→ **WHAT THE TASK REQUIRES**:
Begin with the line containing "Find every instance of the girl's ponytail" and copy each line exactly through the last line of the entries, inclusive.
···
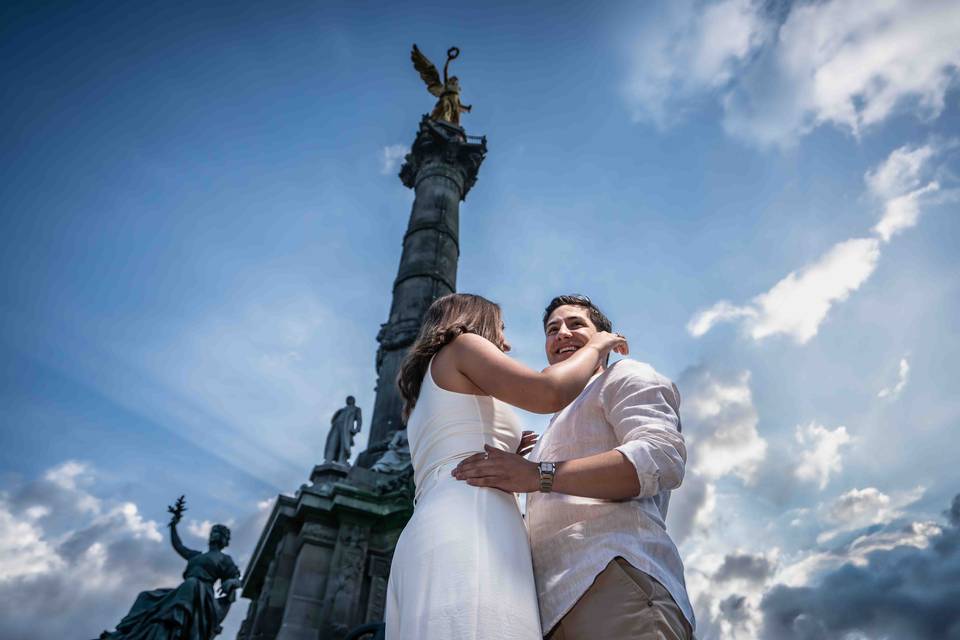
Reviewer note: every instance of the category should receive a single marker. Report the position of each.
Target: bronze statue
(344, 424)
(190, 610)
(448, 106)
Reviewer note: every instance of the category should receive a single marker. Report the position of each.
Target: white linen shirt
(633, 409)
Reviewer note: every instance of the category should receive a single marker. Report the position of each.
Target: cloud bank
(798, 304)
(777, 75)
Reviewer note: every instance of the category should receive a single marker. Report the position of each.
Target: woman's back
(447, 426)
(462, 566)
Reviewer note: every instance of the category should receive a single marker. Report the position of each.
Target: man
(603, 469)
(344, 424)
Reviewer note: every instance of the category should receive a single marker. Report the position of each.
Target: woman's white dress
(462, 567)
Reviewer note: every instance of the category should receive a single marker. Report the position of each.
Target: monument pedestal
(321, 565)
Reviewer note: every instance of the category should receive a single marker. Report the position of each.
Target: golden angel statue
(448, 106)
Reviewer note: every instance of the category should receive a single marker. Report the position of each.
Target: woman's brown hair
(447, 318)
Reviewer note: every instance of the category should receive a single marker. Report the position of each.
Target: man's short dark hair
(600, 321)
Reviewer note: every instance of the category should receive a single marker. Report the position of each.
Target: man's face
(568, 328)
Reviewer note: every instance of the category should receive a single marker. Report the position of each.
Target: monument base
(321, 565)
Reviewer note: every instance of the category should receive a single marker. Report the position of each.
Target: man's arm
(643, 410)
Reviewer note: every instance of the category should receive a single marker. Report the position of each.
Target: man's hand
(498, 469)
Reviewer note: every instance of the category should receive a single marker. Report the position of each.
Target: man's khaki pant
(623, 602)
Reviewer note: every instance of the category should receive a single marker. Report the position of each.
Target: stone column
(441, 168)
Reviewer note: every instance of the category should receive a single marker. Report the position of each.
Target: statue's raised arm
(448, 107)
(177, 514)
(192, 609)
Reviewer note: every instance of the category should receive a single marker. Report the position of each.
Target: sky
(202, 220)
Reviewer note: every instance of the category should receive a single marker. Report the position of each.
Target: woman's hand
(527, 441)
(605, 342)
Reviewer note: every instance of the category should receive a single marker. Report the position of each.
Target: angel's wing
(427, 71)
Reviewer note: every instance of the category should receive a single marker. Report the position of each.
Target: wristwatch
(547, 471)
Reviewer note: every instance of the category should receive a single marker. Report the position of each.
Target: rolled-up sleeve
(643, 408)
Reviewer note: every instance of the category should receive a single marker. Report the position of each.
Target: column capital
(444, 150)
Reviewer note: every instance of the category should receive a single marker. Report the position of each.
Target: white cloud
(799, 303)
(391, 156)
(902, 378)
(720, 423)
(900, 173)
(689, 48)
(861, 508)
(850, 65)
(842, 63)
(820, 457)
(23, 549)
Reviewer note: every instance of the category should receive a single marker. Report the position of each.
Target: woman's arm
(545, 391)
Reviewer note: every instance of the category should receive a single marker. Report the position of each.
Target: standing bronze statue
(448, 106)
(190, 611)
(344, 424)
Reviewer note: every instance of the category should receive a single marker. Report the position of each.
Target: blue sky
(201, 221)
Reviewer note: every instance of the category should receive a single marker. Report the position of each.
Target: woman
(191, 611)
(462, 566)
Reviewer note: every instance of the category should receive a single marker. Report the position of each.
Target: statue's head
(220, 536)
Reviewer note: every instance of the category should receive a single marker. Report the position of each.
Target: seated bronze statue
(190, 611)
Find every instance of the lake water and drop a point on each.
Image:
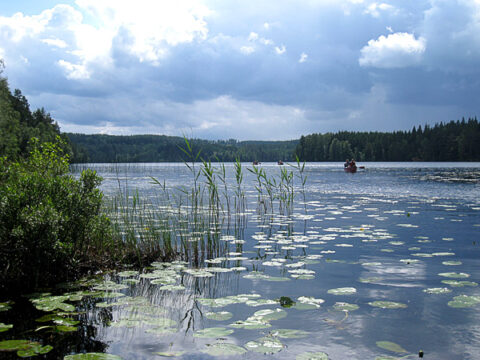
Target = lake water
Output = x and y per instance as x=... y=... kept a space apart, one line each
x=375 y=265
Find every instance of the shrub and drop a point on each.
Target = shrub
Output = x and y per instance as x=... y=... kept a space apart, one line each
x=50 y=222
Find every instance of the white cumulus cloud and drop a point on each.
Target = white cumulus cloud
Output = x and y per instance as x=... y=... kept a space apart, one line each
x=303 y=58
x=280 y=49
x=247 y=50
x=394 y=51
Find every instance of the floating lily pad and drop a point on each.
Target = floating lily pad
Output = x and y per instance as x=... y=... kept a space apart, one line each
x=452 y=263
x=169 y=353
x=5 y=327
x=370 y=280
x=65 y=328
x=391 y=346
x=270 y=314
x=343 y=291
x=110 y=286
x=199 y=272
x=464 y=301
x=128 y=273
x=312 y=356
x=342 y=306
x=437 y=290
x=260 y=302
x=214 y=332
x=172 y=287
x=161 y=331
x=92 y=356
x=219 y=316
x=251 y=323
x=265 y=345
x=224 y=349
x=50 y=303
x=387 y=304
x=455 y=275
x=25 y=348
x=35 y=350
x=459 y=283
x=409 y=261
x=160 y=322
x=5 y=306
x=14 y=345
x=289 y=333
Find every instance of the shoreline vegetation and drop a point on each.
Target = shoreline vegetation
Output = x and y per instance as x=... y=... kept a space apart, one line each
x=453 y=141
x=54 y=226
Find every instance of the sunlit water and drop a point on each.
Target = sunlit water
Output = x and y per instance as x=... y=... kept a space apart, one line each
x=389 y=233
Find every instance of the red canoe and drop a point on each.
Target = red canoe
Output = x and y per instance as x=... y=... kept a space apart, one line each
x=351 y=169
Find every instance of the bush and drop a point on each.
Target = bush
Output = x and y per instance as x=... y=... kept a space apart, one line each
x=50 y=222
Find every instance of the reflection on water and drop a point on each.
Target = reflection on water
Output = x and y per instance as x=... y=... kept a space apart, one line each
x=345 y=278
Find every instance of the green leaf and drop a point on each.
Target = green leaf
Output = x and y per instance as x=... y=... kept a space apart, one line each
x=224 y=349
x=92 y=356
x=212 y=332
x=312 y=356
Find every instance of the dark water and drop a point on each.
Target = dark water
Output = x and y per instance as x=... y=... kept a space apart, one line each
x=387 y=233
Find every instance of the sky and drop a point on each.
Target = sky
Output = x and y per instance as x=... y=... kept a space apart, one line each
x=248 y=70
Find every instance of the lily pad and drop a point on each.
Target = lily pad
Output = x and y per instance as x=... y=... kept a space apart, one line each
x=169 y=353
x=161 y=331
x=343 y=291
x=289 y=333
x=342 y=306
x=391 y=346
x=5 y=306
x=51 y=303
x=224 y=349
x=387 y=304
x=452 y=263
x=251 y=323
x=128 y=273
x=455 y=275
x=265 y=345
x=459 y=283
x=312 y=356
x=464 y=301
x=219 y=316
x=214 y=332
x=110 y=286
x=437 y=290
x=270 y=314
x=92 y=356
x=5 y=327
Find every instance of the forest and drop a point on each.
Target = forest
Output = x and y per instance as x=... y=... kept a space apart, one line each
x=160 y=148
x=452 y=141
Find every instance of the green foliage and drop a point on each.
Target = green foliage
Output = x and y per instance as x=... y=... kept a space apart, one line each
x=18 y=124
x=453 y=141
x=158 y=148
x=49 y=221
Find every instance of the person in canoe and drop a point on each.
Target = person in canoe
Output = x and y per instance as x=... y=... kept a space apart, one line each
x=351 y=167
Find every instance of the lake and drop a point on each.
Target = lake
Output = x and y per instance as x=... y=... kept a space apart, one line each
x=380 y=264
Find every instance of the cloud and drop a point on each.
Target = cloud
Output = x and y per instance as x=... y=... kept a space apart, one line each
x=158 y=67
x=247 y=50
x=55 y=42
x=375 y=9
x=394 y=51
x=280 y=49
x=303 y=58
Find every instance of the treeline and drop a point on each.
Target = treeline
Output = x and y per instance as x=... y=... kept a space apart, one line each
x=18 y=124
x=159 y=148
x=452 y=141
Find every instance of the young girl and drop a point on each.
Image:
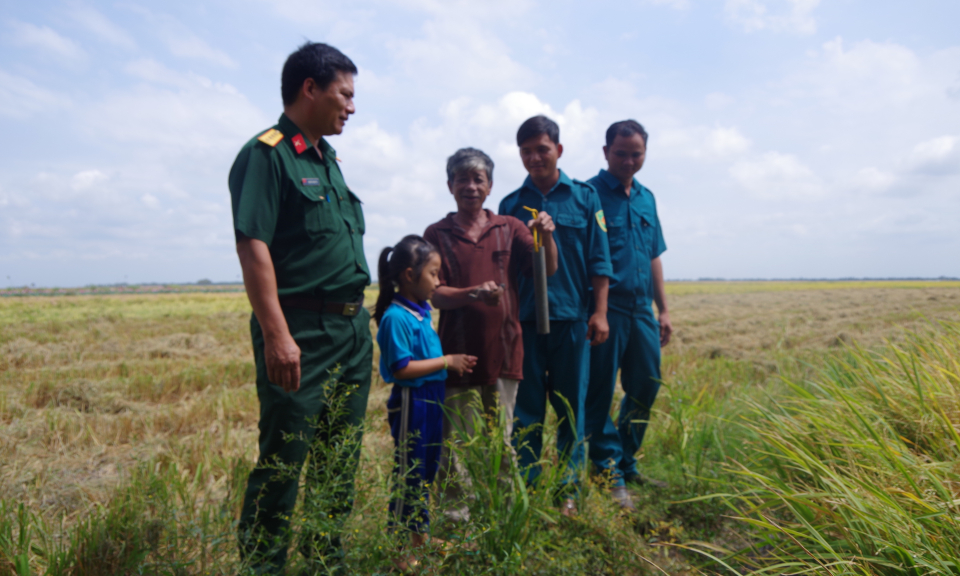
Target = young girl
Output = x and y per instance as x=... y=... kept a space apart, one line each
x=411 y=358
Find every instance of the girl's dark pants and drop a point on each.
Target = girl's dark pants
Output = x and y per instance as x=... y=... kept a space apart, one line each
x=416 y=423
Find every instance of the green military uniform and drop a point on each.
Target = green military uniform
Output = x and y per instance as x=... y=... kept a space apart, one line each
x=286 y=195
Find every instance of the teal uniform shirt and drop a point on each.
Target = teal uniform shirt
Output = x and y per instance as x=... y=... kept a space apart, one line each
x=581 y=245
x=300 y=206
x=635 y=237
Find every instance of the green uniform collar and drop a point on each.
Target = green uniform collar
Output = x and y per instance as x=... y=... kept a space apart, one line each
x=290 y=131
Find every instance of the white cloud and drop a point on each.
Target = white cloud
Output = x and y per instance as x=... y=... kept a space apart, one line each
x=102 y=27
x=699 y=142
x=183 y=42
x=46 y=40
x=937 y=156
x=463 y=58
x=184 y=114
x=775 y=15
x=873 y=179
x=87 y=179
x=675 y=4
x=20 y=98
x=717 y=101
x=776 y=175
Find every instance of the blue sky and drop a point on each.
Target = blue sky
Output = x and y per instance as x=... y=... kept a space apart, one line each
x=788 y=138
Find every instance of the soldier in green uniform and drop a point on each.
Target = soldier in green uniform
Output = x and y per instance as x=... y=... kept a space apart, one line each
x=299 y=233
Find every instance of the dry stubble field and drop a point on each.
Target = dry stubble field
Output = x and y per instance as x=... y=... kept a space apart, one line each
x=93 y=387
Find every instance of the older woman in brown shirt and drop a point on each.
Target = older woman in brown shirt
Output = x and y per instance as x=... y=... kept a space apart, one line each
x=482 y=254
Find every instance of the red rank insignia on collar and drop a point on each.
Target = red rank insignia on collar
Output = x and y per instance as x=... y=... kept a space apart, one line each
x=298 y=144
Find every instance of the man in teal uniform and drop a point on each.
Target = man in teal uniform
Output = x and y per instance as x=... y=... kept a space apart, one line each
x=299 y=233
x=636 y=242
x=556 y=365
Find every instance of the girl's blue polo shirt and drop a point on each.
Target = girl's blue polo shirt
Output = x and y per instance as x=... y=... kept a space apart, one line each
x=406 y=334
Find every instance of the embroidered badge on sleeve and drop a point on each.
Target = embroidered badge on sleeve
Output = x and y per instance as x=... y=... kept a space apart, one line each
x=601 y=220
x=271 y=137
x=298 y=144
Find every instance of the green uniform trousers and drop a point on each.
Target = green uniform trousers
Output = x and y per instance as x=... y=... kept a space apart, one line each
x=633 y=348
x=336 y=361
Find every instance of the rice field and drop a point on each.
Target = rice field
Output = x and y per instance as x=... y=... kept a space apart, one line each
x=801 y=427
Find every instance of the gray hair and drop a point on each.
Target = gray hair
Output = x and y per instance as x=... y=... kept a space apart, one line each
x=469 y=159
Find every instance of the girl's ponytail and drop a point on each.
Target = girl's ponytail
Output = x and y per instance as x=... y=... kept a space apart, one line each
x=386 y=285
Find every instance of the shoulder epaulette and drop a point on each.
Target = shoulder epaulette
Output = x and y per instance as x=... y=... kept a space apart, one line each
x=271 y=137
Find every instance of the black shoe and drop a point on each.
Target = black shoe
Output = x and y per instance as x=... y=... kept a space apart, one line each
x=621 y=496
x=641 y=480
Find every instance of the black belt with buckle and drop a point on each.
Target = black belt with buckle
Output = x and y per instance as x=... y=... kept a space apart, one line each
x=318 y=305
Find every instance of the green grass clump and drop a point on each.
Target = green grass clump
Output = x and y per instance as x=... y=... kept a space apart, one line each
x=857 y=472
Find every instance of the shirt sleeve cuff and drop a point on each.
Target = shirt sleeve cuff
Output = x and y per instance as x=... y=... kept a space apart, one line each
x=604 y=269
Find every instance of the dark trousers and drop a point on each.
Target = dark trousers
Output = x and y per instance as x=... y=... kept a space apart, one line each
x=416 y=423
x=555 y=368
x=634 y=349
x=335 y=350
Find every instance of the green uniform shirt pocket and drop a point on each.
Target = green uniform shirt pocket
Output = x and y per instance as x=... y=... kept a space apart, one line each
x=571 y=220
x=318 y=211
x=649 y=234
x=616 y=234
···
→ **WRITTEN RESPONSE**:
Find every instance of the girl's ponytail and drop a point on each.
Target = girl's ponytail
Output = x and y per instance as x=... y=... kept a space apart, one line each
x=386 y=285
Find every instance of the shoulder epaulette and drop a point on each.
Target = shoulder epaulette
Output = x and y per instance as x=... y=... kept a space apart, one line each
x=271 y=137
Find every instance of the black shoe and drop a point on each.
Target = black shoe
Output = x and y per instance as x=... y=... kept a space apart, one line each
x=621 y=496
x=641 y=480
Find every instance of the black belt with buckle and drop a point on each.
Target = black belt with buckle
Output = x and y per instance as x=... y=... kept a space apart, one line each
x=318 y=305
Find every instance of the green grass clump and drop a point on each.
Target = green grass clump
Output = x and y per instance as x=... y=... kept a space apart, one line each
x=857 y=472
Find every instance of the shirt sleeve cuff and drop a point on each.
Target = shirt sleeve cuff
Output = x and y per instance as x=... y=... kept a space apart, one line each
x=604 y=269
Find every instance of the dark trousers and drop a point on each.
Target = dark trousers
Output = x and y per instance as x=... y=... kept a space apart, one line each
x=416 y=423
x=555 y=368
x=634 y=349
x=335 y=350
Find every instance of the green uniform shirt pocket and drop a point on each.
Target = green uniform shirt pocket
Output = x and y per instance as x=... y=... kept a space apart, one line each
x=571 y=220
x=318 y=211
x=649 y=234
x=616 y=234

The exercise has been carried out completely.